### Extracted text
▼

I assume you have the lvl2 tracking station (DSN). It has a signal strength of 50G. The RA-2 has a signal strength of 2G. With those numbers, we'll know that they'll communicate from up to 10Gm or 1e+7 km away. Now the RA-100 has, as the name suggests, 100G of signal strength, allowing it to connect with a RA-2 from 1.41e+7 km away (41% more). I have prepared a graph showing the distance from Eve to Kerbin as they revolve around the sun.

zSfOIqg.png

You'll notice that they are between about 4e+6 km and 2.35e+7 km apart at different times of the year. So neither antenna guarantees a connection to your eve probe. You either have to upgrade your tracking station or send a new relay satellite equipped with a RA-100 to Eve.

1 hour ago, bjerrang said:

But the signal does not improve and goes directly to kerbin.

▲

Can you write out everything from "You'll notice that" down to "directly to kerbin." in the antenna-range post again, switching "relay satellite" to "communication satellite"? The entries that come next have no connection to the antenna-range post.

[Stored data]
▼

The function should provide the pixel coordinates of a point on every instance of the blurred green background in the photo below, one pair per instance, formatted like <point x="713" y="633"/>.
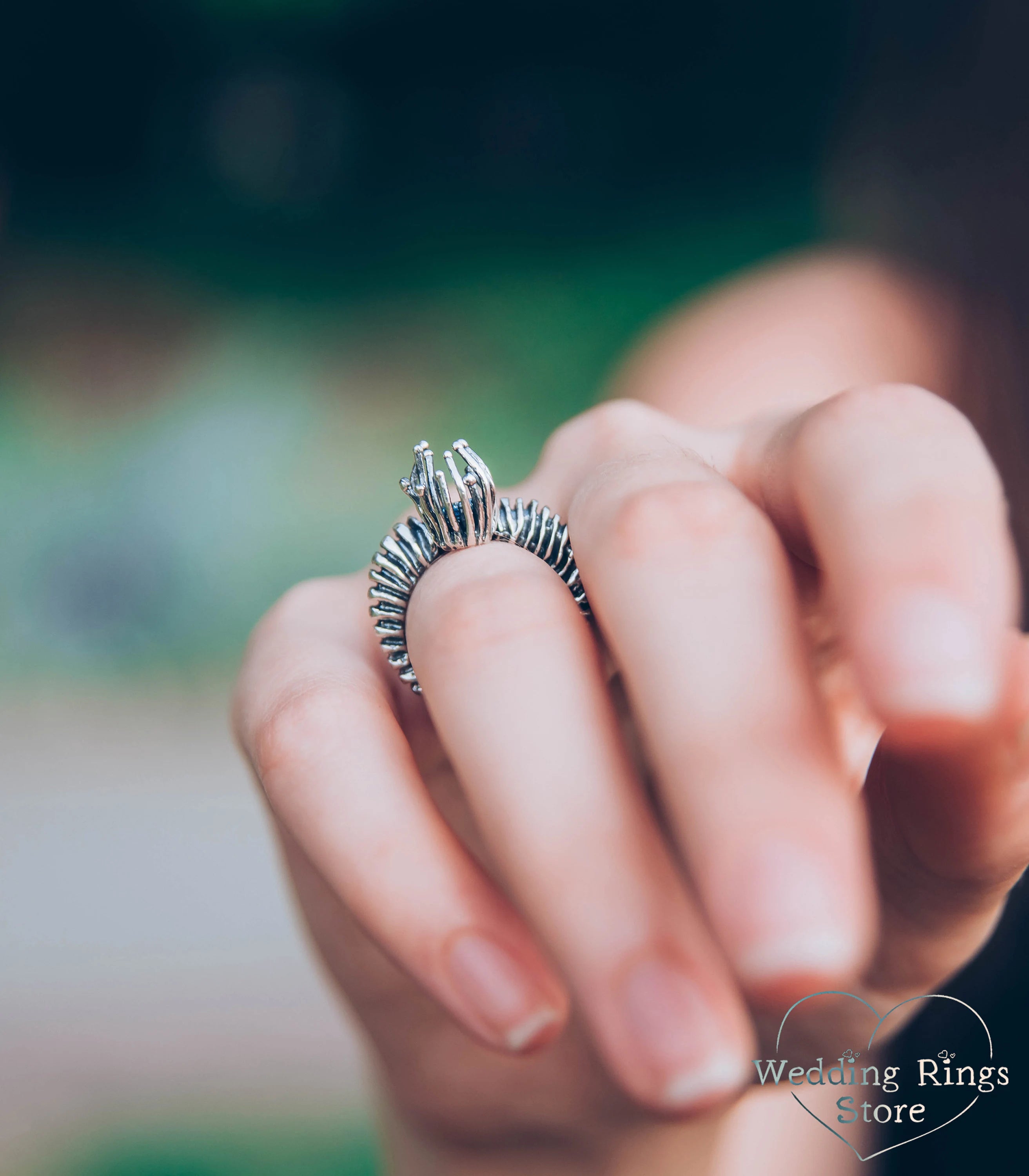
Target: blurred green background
<point x="252" y="252"/>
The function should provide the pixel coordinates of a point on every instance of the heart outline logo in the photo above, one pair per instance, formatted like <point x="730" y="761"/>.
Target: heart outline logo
<point x="880" y="1020"/>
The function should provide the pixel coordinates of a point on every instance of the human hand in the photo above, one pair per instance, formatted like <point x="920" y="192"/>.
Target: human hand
<point x="667" y="855"/>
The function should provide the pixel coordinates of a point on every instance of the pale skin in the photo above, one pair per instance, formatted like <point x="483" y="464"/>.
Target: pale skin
<point x="568" y="892"/>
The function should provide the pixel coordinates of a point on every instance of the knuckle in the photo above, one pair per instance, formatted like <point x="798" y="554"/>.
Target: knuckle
<point x="605" y="430"/>
<point x="698" y="513"/>
<point x="303" y="600"/>
<point x="886" y="404"/>
<point x="477" y="613"/>
<point x="922" y="434"/>
<point x="297" y="727"/>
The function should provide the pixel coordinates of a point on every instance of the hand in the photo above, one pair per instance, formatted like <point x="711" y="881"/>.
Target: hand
<point x="540" y="859"/>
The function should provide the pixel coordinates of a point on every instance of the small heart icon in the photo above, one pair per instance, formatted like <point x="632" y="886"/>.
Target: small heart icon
<point x="854" y="1086"/>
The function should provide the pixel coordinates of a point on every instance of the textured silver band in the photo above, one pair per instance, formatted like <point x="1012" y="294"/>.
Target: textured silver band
<point x="445" y="524"/>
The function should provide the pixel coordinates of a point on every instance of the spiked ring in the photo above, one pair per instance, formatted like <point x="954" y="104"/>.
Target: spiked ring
<point x="447" y="524"/>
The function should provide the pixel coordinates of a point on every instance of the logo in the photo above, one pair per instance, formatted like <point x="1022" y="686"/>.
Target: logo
<point x="847" y="1087"/>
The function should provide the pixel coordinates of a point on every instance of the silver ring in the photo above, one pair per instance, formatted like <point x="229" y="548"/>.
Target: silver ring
<point x="446" y="524"/>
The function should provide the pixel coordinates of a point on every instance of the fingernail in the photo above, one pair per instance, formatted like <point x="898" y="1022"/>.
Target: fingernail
<point x="499" y="992"/>
<point x="794" y="916"/>
<point x="934" y="659"/>
<point x="678" y="1034"/>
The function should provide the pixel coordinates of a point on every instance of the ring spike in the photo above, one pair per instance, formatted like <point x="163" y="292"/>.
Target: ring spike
<point x="447" y="523"/>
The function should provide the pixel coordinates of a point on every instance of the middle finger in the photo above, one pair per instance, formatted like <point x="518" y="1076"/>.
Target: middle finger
<point x="694" y="593"/>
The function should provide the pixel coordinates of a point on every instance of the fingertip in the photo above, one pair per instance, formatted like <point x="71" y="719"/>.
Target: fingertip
<point x="503" y="996"/>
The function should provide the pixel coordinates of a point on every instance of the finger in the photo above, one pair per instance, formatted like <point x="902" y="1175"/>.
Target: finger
<point x="895" y="495"/>
<point x="952" y="835"/>
<point x="314" y="718"/>
<point x="513" y="682"/>
<point x="693" y="591"/>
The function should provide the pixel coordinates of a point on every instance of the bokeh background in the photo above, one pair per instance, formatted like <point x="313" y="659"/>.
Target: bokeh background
<point x="252" y="251"/>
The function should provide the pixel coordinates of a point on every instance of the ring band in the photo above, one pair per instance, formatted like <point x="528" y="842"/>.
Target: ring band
<point x="444" y="525"/>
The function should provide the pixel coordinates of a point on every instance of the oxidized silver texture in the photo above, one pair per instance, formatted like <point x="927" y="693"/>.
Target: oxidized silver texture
<point x="445" y="524"/>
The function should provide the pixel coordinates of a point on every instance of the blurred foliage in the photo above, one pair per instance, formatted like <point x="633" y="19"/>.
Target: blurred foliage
<point x="253" y="252"/>
<point x="267" y="1149"/>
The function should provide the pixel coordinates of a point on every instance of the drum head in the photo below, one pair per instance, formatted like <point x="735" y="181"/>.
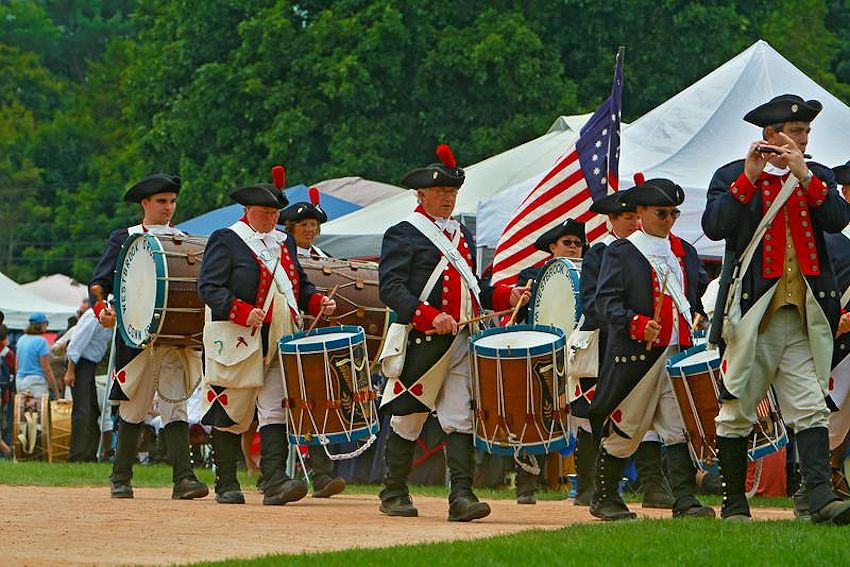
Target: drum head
<point x="140" y="288"/>
<point x="555" y="299"/>
<point x="518" y="341"/>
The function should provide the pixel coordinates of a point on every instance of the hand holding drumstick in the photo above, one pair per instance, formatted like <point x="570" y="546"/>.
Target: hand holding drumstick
<point x="653" y="328"/>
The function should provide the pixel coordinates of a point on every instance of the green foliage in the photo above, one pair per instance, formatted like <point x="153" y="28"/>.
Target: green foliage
<point x="97" y="93"/>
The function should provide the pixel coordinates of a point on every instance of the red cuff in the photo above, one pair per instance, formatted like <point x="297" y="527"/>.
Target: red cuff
<point x="239" y="311"/>
<point x="816" y="193"/>
<point x="743" y="189"/>
<point x="502" y="297"/>
<point x="314" y="306"/>
<point x="637" y="326"/>
<point x="423" y="317"/>
<point x="98" y="308"/>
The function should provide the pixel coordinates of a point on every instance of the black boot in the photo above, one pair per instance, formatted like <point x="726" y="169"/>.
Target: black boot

▲

### Expected answer
You'll notice that they are between about 4e+6 km and 2.35e+7 km apart at different times of the year. So neither antenna guarantees a connection to your eve probe. You either have to upgrade your tracking station or send a new communication satellite equipped with a RA-100 to Eve.

1 hour ago, bjerrang said:

But the signal does not improve and goes directly to kerbin.